══ RECORDED DATA ══

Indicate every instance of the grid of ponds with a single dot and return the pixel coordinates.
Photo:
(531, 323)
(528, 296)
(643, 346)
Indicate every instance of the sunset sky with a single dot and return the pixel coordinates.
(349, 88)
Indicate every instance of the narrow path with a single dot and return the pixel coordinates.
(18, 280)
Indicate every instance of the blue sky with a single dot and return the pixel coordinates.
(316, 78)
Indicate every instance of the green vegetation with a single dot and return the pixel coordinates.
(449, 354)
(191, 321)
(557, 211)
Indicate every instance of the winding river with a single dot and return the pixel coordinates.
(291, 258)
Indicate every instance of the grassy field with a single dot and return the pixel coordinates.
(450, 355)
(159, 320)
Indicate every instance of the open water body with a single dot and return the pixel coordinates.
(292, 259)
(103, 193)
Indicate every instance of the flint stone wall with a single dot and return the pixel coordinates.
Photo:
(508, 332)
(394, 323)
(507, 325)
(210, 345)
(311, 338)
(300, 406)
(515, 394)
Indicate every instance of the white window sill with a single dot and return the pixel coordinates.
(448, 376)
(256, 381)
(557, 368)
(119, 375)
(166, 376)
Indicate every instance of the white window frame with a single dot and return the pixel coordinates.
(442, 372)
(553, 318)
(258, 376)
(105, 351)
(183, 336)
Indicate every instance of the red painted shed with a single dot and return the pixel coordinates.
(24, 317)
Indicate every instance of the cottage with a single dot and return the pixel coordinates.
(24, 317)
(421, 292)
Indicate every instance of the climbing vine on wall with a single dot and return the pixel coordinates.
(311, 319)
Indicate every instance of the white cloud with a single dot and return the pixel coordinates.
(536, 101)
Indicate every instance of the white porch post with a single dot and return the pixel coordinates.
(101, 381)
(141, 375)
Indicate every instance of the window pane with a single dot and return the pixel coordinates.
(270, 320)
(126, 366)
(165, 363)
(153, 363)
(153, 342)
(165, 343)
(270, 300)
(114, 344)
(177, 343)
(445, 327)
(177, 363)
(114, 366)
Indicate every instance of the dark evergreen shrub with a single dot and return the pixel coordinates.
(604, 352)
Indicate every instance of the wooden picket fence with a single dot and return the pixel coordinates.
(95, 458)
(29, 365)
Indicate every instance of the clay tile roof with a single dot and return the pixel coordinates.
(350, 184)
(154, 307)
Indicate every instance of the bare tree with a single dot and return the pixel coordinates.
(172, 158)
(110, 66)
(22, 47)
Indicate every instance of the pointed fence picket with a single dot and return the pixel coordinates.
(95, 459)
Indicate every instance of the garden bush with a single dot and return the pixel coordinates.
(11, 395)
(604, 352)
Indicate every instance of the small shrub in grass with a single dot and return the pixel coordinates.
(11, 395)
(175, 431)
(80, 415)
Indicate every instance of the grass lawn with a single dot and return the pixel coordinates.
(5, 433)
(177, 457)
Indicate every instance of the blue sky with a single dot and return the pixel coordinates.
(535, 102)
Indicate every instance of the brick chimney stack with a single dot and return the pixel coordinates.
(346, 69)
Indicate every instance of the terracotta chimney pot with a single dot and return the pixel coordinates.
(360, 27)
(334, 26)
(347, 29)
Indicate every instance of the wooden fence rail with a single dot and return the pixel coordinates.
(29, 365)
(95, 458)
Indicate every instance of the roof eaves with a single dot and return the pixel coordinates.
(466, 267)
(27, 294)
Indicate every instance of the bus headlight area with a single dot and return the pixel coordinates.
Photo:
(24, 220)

═══
══ RECORDED DATA ══

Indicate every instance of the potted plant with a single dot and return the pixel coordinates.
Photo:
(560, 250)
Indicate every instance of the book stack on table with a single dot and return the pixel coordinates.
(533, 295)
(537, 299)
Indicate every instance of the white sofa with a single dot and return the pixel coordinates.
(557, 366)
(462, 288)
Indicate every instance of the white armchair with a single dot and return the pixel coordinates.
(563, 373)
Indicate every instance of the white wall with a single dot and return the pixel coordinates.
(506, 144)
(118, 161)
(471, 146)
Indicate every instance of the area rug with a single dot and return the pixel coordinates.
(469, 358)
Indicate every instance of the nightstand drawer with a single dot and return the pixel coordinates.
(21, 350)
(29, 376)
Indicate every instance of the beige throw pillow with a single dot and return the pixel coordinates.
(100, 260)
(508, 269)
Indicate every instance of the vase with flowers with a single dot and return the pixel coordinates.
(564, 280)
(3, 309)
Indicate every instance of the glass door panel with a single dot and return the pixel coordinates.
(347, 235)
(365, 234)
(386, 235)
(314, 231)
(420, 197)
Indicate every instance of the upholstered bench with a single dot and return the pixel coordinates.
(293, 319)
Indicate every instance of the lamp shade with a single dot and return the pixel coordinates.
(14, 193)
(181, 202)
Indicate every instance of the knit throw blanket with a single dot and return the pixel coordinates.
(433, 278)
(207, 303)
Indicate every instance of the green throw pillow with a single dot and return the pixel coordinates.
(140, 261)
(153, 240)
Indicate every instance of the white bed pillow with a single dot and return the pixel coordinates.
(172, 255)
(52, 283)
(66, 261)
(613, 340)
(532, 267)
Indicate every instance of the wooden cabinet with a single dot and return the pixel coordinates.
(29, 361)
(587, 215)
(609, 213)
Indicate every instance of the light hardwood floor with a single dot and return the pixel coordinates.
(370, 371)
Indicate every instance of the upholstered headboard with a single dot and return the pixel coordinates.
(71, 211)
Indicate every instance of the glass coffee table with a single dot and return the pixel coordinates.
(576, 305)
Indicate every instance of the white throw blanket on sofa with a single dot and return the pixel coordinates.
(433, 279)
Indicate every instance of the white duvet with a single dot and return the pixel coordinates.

═══
══ RECORDED DATA ══

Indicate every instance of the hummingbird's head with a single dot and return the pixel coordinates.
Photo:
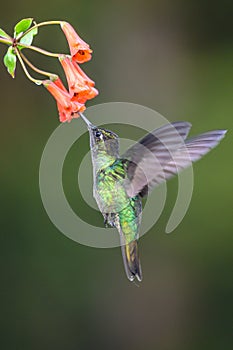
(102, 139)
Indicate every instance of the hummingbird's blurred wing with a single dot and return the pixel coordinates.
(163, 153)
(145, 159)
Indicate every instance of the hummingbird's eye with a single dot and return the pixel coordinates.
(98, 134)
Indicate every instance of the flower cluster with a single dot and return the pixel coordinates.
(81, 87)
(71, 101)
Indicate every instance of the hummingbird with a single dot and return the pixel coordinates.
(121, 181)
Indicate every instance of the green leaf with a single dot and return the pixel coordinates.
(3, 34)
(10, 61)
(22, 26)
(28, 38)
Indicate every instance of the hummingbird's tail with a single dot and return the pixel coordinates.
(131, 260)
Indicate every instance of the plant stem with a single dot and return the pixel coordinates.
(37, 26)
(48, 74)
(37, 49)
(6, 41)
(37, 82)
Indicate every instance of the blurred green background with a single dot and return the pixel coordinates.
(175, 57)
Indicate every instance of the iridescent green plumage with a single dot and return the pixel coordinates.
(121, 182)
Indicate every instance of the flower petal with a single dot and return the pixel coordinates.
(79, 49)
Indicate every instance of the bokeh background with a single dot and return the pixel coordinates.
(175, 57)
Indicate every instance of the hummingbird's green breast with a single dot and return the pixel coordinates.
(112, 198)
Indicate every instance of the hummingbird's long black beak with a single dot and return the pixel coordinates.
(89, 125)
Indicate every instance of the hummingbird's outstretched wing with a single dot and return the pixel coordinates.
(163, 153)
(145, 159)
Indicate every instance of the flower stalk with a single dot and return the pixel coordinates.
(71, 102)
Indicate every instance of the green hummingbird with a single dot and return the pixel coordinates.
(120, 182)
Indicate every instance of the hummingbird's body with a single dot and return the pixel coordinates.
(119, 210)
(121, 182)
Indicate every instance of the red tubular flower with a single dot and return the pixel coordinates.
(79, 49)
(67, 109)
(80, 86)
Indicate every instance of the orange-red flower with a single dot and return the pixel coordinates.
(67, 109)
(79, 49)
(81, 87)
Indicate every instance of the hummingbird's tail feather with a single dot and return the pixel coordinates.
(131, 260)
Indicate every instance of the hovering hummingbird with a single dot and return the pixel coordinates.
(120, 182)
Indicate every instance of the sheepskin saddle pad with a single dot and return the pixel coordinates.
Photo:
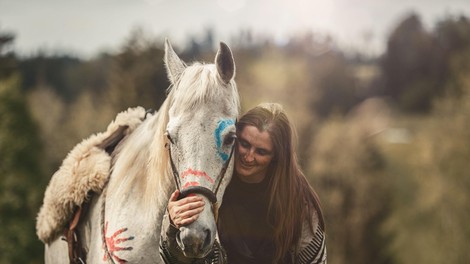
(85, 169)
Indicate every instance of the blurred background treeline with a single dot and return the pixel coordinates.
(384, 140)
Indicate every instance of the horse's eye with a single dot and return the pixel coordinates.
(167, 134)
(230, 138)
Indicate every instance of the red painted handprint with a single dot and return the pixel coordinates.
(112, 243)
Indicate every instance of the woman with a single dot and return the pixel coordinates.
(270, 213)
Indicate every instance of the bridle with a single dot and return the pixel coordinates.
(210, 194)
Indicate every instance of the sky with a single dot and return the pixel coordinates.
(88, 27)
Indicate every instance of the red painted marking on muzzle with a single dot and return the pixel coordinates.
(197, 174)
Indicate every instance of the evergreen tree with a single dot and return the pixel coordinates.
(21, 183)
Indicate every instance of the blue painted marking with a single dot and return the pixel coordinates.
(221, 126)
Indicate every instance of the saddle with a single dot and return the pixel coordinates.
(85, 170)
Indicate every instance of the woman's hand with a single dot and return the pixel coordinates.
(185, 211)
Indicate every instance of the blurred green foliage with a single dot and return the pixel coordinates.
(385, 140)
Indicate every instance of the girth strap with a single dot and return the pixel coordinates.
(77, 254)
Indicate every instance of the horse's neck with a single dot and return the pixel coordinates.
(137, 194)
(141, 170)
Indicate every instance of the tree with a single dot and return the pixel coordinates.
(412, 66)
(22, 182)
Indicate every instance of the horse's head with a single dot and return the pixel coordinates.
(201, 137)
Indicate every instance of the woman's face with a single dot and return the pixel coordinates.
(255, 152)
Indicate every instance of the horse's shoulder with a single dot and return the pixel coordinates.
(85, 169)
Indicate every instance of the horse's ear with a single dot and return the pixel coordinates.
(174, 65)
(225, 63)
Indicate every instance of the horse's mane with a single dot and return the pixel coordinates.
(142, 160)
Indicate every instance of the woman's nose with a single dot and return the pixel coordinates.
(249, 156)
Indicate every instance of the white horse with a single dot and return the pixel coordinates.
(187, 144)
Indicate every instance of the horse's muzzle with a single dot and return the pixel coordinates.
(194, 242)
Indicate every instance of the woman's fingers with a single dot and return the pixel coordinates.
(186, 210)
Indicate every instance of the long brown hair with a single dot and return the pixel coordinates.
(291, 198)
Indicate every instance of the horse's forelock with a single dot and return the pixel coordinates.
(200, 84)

═══

◆ TASK INSTRUCTIONS
Tally the lines of the records above that contain the string "table", counting only matches in the same letter case. Reply with the number alone.

◆ THE COMPLETED TASK
2